What you have to do —
Turn the lines of every row below into a numbered list, dropping the blank lines.
* start The input *
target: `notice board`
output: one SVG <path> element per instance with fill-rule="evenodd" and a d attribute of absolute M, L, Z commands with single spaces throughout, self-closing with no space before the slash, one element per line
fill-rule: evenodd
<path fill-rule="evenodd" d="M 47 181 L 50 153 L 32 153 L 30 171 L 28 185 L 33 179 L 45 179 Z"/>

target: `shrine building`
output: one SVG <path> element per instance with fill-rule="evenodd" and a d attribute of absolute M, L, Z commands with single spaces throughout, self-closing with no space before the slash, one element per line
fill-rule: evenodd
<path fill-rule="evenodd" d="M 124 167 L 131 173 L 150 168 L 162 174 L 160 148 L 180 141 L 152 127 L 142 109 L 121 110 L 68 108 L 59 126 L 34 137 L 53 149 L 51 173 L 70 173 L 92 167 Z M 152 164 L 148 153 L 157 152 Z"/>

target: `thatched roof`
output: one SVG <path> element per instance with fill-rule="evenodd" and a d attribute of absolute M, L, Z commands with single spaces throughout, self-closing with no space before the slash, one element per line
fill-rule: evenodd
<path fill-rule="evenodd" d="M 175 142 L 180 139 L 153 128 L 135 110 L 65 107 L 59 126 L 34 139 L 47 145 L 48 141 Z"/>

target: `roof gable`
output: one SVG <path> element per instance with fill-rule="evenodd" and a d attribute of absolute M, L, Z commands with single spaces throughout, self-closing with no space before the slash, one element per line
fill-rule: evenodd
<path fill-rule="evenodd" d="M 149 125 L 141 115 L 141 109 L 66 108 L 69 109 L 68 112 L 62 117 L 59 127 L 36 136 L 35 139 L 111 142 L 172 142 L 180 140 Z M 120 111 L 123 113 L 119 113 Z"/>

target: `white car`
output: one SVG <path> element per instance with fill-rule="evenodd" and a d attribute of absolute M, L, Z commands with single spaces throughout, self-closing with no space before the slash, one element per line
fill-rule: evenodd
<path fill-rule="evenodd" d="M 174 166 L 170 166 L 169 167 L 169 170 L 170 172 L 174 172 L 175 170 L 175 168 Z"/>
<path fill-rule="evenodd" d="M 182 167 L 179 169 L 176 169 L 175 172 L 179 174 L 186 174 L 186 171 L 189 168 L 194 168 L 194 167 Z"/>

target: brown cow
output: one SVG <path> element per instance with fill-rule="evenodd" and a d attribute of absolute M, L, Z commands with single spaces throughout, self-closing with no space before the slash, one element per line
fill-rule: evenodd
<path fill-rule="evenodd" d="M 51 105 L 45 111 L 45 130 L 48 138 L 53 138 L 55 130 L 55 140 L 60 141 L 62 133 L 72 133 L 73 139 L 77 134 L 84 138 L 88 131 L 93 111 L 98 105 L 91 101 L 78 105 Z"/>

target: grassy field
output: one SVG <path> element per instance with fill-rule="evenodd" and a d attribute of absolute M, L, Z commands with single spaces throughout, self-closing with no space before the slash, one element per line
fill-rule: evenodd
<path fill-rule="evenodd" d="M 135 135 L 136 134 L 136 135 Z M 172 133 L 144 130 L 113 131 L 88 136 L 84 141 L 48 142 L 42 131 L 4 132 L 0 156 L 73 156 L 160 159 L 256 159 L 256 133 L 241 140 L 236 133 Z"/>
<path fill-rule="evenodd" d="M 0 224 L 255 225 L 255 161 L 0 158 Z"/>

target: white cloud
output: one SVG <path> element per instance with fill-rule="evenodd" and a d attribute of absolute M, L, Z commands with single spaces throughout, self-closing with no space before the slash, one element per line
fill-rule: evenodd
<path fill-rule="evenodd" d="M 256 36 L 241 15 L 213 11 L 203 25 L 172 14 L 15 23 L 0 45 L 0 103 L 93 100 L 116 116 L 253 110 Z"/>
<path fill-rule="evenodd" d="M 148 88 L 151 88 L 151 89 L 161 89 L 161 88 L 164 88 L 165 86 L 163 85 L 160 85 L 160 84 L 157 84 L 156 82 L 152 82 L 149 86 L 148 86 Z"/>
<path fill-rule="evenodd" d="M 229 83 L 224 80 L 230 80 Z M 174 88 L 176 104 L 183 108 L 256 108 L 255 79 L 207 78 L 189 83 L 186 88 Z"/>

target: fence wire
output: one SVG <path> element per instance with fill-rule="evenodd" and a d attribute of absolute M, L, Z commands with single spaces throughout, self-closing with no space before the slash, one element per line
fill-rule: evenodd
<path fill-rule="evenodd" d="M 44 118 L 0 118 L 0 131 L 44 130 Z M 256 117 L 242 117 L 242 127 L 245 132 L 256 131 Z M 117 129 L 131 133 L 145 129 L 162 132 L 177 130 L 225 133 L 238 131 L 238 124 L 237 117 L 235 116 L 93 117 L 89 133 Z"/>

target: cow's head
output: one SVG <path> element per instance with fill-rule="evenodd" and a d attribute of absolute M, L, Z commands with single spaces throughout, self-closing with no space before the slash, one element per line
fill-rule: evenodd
* end The input *
Answer below —
1. target: `notice board`
2. output: one SVG <path> element per instance with fill-rule="evenodd" and a d attribute of absolute M, L, Z commands with single spaces throughout, self-closing with no space before the slash, one element per line
3. fill-rule: evenodd
4. <path fill-rule="evenodd" d="M 47 181 L 50 153 L 32 153 L 30 171 L 28 185 L 33 179 L 45 179 Z"/>
5. target: `shrine building`
6. output: one SVG <path> element per instance with fill-rule="evenodd" and a d attribute of absolute M, L, Z commands with single spaces throughout, self-closing with no space before the slash, one element per line
7. fill-rule: evenodd
8. <path fill-rule="evenodd" d="M 124 167 L 131 173 L 150 168 L 162 174 L 160 148 L 180 141 L 152 127 L 142 109 L 121 110 L 68 108 L 59 126 L 34 137 L 53 149 L 51 173 L 70 173 L 92 167 Z M 152 164 L 148 153 L 157 152 Z"/>
9. target: `thatched roof`
10. output: one SVG <path> element per instance with fill-rule="evenodd" and a d attribute of absolute M, L, Z commands with single spaces throughout, self-closing with no space before the slash, one element per line
11. fill-rule: evenodd
12. <path fill-rule="evenodd" d="M 175 142 L 180 139 L 153 128 L 135 110 L 65 107 L 59 126 L 34 139 L 47 145 L 48 141 Z"/>
13. target: `roof gable`
14. output: one SVG <path> element per instance with fill-rule="evenodd" and a d attribute of absolute M, L, Z commands with single spaces throughout, self-closing with no space before the slash, one element per line
15. fill-rule: evenodd
16. <path fill-rule="evenodd" d="M 149 125 L 141 115 L 141 109 L 66 108 L 69 109 L 68 112 L 62 117 L 59 127 L 36 136 L 35 139 L 111 142 L 172 142 L 180 140 Z M 120 111 L 123 113 L 119 113 Z"/>
17. target: `white car`
18. output: one SVG <path> element per instance with fill-rule="evenodd" and a d attribute of absolute M, L, Z commands with single spaces throughout, self-closing with no space before the slash, one element per line
19. fill-rule: evenodd
20. <path fill-rule="evenodd" d="M 174 166 L 170 166 L 169 167 L 169 170 L 170 172 L 174 172 L 175 170 L 175 168 Z"/>
21. <path fill-rule="evenodd" d="M 182 167 L 179 169 L 176 169 L 175 172 L 179 174 L 186 174 L 186 171 L 189 168 L 194 168 L 194 167 Z"/>
22. target: brown cow
23. output: one SVG <path> element per instance with fill-rule="evenodd" and a d attribute of absolute M, L, Z commands with single spaces throughout, self-closing with no space before the slash, one element per line
24. fill-rule: evenodd
25. <path fill-rule="evenodd" d="M 51 105 L 45 111 L 45 130 L 48 138 L 53 138 L 55 130 L 55 140 L 60 141 L 62 133 L 72 133 L 73 139 L 77 134 L 84 138 L 88 131 L 93 111 L 98 105 L 91 101 L 78 105 Z"/>
26. target: grassy field
27. output: one SVG <path> element per instance with fill-rule="evenodd" and a d attribute of absolute M, L, Z commands with single spaces throughout, self-closing with no space before the slash, one element per line
28. fill-rule: evenodd
29. <path fill-rule="evenodd" d="M 135 135 L 136 134 L 136 135 Z M 172 133 L 144 130 L 113 131 L 88 136 L 84 141 L 48 142 L 42 131 L 4 132 L 0 156 L 73 156 L 160 159 L 256 159 L 256 133 L 241 140 L 236 133 Z"/>
30. <path fill-rule="evenodd" d="M 0 224 L 255 225 L 255 161 L 0 158 Z"/>
31. target: white cloud
32. output: one SVG <path> element per instance with fill-rule="evenodd" and a d attribute of absolute M, L, Z commands with single spaces throughout, self-closing with no space before the slash, one element per line
33. fill-rule: evenodd
34. <path fill-rule="evenodd" d="M 256 36 L 241 15 L 213 11 L 203 25 L 172 14 L 15 23 L 0 45 L 0 103 L 93 100 L 116 116 L 253 110 Z"/>
35. <path fill-rule="evenodd" d="M 148 88 L 151 88 L 151 89 L 161 89 L 161 88 L 164 88 L 165 86 L 163 85 L 160 85 L 160 84 L 157 84 L 156 82 L 152 82 L 149 86 L 148 86 Z"/>
36. <path fill-rule="evenodd" d="M 229 83 L 224 80 L 230 80 Z M 174 88 L 176 104 L 183 108 L 256 108 L 255 79 L 207 78 L 189 83 L 186 88 Z"/>
37. target: fence wire
38. output: one SVG <path> element per instance with fill-rule="evenodd" and a d attribute of absolute M, L, Z commands with single spaces throughout, self-closing with no space before the slash, one element per line
39. fill-rule: evenodd
40. <path fill-rule="evenodd" d="M 44 118 L 0 118 L 0 131 L 44 130 Z M 256 117 L 242 117 L 242 127 L 245 132 L 256 131 Z M 117 129 L 131 133 L 145 129 L 162 132 L 177 130 L 225 133 L 238 131 L 238 124 L 237 117 L 235 116 L 93 117 L 89 133 Z"/>
41. target: cow's head
42. output: one SVG <path> element per instance with fill-rule="evenodd" and a d attribute of absolute M, L, Z commands with single spaces throughout, self-closing with no space before the slash, one element per line
43. fill-rule: evenodd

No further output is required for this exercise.